GIVEN TASK: Find each line in the material below that contains the string "hood" and copy it out, matching case exactly.

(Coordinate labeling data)
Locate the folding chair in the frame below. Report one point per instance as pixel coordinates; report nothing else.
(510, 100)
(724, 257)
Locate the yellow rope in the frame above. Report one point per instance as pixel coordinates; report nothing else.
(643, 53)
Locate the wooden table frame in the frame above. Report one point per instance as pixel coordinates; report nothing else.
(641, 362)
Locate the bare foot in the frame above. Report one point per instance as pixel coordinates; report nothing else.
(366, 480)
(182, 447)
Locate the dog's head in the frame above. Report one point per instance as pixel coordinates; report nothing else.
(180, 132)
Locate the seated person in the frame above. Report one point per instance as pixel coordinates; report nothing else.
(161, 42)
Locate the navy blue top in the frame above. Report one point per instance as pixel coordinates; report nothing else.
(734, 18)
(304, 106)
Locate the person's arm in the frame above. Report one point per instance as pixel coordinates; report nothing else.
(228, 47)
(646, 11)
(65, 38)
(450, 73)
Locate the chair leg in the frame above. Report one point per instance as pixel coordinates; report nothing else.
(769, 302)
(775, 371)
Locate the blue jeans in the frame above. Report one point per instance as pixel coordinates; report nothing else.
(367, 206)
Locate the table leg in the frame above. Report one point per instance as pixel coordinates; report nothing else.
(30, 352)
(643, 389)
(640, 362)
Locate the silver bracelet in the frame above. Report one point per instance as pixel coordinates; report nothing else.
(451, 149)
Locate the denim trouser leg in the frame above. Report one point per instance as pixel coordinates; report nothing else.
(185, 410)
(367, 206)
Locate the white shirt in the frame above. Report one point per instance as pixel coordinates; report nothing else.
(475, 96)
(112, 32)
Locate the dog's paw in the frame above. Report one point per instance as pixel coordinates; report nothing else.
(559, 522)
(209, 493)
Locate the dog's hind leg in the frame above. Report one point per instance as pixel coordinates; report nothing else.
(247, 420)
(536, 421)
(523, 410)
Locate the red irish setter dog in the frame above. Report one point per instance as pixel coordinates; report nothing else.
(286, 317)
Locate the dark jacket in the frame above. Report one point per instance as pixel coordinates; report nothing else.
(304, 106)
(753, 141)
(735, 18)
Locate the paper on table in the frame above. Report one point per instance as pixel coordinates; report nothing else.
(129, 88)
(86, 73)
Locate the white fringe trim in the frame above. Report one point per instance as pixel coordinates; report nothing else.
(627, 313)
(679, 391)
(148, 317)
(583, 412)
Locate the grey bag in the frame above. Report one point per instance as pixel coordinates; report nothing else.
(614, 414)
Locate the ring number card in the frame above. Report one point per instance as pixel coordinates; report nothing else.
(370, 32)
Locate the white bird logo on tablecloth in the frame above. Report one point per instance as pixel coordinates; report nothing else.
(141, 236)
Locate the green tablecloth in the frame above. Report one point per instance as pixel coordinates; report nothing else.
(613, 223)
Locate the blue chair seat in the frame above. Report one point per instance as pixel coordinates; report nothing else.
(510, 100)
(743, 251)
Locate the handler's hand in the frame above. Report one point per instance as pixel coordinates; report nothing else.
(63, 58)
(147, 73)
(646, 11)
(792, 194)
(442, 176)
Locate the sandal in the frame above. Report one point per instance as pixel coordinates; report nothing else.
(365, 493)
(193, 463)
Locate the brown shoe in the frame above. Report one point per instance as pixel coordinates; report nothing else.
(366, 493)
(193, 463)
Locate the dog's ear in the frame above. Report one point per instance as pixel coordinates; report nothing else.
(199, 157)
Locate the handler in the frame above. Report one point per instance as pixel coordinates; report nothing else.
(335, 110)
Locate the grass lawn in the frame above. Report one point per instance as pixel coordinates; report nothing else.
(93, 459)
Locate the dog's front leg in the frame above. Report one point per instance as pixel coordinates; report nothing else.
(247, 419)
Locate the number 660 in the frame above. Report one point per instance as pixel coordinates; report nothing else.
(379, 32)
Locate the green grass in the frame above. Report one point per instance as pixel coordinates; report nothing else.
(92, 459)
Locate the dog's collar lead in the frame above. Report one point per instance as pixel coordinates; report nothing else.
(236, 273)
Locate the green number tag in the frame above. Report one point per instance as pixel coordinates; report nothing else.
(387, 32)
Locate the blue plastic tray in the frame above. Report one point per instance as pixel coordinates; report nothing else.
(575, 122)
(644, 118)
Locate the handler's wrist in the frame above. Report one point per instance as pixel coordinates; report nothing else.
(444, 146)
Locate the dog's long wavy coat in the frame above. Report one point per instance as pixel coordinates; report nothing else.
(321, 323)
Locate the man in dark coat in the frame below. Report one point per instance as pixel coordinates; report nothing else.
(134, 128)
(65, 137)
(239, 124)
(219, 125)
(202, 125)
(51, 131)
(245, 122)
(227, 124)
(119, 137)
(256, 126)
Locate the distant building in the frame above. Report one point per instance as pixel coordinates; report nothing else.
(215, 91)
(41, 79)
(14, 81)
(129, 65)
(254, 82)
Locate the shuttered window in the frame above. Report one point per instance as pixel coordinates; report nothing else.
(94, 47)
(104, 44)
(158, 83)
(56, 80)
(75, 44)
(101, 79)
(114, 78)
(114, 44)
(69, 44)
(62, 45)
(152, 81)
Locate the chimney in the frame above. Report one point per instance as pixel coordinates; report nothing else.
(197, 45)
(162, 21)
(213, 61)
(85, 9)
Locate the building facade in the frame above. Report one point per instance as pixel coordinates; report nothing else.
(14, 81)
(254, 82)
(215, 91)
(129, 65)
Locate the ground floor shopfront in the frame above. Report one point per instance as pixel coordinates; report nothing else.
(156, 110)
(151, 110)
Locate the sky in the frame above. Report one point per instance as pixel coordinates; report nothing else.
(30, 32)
---
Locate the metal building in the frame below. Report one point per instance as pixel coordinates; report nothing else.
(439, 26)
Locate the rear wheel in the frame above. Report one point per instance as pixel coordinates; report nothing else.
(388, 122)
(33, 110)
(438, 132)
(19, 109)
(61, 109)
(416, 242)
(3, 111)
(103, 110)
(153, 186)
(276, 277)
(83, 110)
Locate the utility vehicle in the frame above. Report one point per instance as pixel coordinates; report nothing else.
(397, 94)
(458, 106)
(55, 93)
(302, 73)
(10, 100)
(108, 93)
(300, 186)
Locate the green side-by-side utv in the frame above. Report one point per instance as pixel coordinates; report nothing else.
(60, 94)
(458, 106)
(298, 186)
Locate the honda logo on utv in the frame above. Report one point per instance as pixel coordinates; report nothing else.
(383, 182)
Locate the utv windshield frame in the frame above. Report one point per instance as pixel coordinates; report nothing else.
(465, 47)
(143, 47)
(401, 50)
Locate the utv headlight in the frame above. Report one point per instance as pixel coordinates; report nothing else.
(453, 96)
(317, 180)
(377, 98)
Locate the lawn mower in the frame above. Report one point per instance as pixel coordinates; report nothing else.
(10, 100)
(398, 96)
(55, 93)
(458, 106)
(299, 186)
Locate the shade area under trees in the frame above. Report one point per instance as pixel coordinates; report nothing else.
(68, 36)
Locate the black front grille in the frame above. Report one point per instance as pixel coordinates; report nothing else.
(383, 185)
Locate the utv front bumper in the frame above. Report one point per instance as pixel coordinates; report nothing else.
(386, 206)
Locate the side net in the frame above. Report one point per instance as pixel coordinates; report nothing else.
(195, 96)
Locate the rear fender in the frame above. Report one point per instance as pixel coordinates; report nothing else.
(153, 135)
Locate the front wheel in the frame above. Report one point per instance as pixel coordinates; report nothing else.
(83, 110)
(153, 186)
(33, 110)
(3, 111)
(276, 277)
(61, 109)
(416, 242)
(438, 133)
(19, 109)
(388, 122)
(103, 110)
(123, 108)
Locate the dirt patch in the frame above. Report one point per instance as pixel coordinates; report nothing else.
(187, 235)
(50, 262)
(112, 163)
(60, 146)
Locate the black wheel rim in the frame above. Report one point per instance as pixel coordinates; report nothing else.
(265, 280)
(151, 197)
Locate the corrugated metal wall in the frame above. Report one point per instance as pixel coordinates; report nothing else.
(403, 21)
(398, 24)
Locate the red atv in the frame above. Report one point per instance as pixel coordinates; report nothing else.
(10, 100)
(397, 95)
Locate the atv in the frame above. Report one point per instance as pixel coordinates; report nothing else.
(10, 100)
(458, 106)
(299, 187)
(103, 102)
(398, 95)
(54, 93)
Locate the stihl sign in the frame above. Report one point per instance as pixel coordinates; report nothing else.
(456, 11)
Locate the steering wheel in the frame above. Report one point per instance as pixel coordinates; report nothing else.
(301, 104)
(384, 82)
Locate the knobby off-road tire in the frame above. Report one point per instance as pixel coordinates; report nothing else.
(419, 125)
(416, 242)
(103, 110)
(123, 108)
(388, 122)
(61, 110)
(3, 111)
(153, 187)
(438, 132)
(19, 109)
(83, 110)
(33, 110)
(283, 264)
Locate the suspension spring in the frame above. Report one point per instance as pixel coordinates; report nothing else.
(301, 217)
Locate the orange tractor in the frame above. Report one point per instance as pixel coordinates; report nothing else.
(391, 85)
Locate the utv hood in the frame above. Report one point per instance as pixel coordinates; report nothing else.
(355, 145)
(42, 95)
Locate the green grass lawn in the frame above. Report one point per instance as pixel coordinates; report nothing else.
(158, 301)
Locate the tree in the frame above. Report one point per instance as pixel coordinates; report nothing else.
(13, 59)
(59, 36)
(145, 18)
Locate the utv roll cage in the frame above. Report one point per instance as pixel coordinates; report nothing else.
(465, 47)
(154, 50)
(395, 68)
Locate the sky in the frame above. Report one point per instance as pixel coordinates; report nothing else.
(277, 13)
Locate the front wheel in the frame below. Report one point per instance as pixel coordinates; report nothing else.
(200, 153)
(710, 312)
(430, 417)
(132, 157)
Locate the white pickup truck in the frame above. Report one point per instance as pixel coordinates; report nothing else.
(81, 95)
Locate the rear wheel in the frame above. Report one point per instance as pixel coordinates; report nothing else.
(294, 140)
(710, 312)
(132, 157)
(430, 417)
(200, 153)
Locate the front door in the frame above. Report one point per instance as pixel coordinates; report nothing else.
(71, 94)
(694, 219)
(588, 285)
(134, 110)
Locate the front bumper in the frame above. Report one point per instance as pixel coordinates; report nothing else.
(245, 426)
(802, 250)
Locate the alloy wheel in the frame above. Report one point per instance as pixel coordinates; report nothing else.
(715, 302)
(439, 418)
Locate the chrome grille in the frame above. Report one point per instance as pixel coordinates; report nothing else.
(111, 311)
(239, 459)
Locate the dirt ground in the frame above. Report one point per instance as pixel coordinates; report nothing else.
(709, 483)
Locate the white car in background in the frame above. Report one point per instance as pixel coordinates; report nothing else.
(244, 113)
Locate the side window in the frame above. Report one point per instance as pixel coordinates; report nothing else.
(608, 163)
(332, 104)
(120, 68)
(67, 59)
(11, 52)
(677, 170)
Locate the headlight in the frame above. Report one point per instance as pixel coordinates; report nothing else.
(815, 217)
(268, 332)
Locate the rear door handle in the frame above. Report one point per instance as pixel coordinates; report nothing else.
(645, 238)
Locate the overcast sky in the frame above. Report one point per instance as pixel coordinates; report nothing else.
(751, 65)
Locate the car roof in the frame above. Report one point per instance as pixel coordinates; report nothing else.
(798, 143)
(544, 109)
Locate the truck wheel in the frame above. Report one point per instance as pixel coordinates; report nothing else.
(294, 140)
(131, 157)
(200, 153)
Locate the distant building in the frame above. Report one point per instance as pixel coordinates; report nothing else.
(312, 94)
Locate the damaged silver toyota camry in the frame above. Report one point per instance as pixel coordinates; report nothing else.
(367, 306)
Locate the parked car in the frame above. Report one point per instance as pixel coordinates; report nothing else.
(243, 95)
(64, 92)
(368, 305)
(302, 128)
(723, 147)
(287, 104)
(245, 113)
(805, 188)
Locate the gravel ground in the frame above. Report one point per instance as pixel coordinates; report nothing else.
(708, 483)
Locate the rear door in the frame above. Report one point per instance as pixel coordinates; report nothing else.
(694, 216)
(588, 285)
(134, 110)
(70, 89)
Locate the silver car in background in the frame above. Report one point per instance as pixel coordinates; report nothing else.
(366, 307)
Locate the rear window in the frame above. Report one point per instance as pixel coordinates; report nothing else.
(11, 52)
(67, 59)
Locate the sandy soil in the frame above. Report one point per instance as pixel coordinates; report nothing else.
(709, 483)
==
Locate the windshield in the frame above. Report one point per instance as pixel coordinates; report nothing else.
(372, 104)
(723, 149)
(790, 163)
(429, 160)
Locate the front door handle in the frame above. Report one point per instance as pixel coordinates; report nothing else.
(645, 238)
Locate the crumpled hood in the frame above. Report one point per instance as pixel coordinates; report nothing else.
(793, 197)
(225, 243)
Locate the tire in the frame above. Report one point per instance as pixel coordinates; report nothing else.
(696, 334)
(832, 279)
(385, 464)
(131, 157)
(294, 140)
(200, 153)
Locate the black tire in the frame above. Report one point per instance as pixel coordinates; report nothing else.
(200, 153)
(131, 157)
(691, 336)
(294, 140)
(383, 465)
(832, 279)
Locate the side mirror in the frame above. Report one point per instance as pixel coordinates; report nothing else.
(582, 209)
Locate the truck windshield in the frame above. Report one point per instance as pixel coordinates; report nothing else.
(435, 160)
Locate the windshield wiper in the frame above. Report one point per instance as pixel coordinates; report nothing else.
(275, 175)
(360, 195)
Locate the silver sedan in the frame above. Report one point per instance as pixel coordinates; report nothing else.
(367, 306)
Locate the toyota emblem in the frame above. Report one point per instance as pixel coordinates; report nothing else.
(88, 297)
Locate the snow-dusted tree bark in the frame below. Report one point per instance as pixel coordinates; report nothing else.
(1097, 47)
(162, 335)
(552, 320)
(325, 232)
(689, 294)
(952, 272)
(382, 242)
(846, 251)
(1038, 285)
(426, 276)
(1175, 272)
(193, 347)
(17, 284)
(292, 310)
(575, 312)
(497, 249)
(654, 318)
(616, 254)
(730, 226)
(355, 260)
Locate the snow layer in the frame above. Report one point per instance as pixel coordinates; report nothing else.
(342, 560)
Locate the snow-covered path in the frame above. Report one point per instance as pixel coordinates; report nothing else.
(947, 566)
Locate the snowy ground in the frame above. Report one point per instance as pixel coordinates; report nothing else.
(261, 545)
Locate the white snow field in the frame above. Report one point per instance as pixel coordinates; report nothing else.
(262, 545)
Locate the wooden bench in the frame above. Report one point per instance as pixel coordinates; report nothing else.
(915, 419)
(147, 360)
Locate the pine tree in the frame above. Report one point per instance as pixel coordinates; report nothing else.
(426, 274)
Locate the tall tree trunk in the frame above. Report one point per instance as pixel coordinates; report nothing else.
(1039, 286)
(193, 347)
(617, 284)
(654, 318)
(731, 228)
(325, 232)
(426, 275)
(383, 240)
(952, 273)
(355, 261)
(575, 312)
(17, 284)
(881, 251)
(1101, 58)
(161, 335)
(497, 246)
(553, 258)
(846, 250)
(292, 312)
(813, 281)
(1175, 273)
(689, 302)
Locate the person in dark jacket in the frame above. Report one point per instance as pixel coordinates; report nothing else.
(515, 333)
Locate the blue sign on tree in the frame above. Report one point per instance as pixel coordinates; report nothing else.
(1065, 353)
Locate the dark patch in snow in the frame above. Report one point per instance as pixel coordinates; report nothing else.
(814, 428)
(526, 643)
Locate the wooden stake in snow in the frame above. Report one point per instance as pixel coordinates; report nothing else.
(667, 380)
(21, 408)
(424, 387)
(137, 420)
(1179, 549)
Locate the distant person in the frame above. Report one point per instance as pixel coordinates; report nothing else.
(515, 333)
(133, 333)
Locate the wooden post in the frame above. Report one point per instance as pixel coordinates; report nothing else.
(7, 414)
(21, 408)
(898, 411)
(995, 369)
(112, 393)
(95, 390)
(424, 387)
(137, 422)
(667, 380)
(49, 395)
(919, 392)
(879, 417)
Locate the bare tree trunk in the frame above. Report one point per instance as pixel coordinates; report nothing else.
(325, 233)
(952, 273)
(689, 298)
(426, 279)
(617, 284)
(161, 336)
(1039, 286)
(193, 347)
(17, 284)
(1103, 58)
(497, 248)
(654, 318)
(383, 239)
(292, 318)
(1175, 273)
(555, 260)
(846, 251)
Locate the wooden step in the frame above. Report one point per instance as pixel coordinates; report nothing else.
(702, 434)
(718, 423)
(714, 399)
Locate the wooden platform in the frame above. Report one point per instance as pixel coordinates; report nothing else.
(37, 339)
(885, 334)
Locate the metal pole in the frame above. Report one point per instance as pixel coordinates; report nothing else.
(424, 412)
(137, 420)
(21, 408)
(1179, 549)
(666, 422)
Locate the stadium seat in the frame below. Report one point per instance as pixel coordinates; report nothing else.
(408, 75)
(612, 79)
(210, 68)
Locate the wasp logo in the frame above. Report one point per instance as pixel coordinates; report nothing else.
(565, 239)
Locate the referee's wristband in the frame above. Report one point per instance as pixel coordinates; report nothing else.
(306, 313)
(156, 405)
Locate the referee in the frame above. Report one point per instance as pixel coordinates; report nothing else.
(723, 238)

RIGHT ANSWER:
Locate the utv hood in the frame above. Report one point per instance as pixel coordinates; report nothing else.
Locate the crumpled hood in the frame above. Report one point per instance as pixel coordinates; report nothing else.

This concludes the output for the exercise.